■ **What the task asks**: Scan the records for lines with the string "Each". Say how many there are, and add nothing.

Referring expression pointing data

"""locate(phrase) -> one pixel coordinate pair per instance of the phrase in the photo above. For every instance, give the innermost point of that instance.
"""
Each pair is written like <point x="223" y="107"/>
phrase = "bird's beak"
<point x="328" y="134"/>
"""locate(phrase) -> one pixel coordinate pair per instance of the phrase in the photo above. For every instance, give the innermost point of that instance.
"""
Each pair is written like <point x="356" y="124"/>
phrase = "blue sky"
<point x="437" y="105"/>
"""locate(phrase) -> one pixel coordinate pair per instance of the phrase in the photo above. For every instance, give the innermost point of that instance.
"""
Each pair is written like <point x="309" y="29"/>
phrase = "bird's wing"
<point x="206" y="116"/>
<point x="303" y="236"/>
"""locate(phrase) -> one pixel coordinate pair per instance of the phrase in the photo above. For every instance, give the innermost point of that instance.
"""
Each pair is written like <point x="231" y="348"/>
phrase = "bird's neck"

■ **Exercise output**: 4